## KUTIPAN TEKS
Tokoh Totto-chan dalam novel ini adalah diri penulisnya sendiri, yaitu Tetsuko Kuronayagi. Dengan mata yang polos, antusias dan peduli, Totto-chan merajut kenangan masa kecilnya secara ritmis dan menggugah benak pembaca agar bercermin pada masa lalunya. Saya seperti diajak tamasya empat dimensi ke zaman perang dunia kedua pecah di Jepang. Namun, menariknya, tamasya itu tidak berlatar suasana yang kebak darah, desing peluru, kelabu mesiu, hal-hal tragis, keseriusan, dan ketegangan geopolitik.
Kunjungan imajiner itu mengajak anak kecil dalam diri saya untuk melihat sebuah sekolah aneh bernama Tomoe Gakuen—lengkap beserta sistem, bangunannya yang bekas gerbong kereta, murid-muridnya uniknya, dan kepala sekolahnya yang tak terkatakan. Terbitlah rasa iri dalam diri saya sembari membatin, andai saja di masa kecil, saya menjalani pendidikan seperti ini.

## BAHAN YANG DISEDIAKAN
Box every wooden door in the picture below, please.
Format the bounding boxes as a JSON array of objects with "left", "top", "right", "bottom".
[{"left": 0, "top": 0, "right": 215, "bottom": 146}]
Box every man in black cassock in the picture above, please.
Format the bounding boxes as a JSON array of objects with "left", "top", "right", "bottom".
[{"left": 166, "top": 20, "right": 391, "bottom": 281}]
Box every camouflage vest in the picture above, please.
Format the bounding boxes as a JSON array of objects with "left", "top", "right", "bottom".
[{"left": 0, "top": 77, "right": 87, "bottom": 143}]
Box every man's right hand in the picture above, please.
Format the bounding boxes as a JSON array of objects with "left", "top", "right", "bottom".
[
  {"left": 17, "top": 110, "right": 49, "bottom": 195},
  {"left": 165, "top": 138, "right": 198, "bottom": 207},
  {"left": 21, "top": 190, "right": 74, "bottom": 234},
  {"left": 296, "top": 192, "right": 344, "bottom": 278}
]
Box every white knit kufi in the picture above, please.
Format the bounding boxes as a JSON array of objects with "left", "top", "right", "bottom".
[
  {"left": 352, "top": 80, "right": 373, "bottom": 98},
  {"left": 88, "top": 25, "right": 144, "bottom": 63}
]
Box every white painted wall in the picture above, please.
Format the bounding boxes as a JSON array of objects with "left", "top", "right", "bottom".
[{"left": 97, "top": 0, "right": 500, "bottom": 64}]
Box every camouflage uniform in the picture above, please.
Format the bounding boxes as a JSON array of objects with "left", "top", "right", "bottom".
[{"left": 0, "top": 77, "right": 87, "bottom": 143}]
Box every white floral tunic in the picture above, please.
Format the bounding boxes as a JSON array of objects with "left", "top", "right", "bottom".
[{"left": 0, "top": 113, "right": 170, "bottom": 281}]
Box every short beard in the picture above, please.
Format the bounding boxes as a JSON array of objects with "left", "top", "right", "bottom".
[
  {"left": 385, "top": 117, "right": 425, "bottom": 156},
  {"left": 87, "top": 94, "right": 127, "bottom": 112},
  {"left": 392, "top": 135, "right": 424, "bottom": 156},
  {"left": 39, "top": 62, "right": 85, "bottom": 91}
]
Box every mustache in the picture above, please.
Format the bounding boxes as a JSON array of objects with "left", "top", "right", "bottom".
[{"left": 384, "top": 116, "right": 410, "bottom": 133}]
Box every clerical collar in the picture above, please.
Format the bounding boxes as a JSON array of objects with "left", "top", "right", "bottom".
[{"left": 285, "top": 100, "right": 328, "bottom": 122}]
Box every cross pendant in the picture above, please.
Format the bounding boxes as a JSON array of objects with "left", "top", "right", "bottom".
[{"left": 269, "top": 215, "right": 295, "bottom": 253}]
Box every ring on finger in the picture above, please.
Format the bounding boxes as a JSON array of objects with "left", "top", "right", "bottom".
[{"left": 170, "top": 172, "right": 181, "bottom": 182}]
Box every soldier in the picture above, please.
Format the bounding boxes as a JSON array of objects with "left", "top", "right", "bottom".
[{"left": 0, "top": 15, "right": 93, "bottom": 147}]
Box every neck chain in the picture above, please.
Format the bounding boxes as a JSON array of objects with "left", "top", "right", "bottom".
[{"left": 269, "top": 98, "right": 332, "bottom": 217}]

## PETUNJUK TUGAS
1 - Bisakah Anda memformat baris-baris catatan di atas, dari baris yang memuat "Box every soldier" sampai akhir catatan (keduanya termasuk), menjadi daftar bernomor tanpa baris kosong?
2 - Bagaimana ulasan novel Totto-chan di atas berlanjut? Lanjutkan tulisan itu mulai setelah kalimat terakhirnya.

## HASIL YANG DIHARAPKAN
1 -
1. Box every soldier in the picture above, please.
2. Format the bounding boxes as a JSON array of objects with "left", "top", "right", "bottom".
3. [{"left": 0, "top": 15, "right": 93, "bottom": 147}]
4. Box every neck chain in the picture above, please.
5. Format the bounding boxes as a JSON array of objects with "left", "top", "right", "bottom".
6. [{"left": 269, "top": 98, "right": 332, "bottom": 217}]

2 -
Dalam buku ini, selain tingkah dan pandangan lugu Totto-chan, sekolah Tomoe Gakuen menjadi magnet cerita yang kuat. Adalah Sosaku Kobayashi yang menjadikan keseharian di Tomoe Gakuen begitu menyentuh. Sosok pria tua yang jadi kepala sekolah ini memiliki kecintaan yang tulus, penerimaan yang luas, dan dedikasi penuh pada pendidikan anak-anak.
Baginya, pendidikan untuk anak adalah upaya menjaga keriangan mereka. Tugas mulia seorang pendidik adalah menerima puspawarna karakter di diri setiap siswa. Tidak peduli bentuk tubuh, watak, jenis kelamin, maupun mereka yang berkebutuhan khusus. Melihat figur Sosaku ini, tampak sekali bahwa guru perlu menjaga nyala jiwa kanak-kanak pada siswanya. Yakni antusiasme, kesenangan, dan kebebasan untuk mencoba sesuatu yang baru dan mereka minati.
Ironisnya, sejak jaman baheula kita menjumpai banyak pendidik yang tidak memiliki penerimaan selapang Sosaku Kobayashi. Para siswa dipaksakan untuk mengikuti sesuatu yang tidak mereka sukai. Kurikulum dari pemerintah pun sering kali hanya main menjejalkan sesuatu yang sangat mungkin tidak menyenangkan dan jauh dari kehidupan asli mereka.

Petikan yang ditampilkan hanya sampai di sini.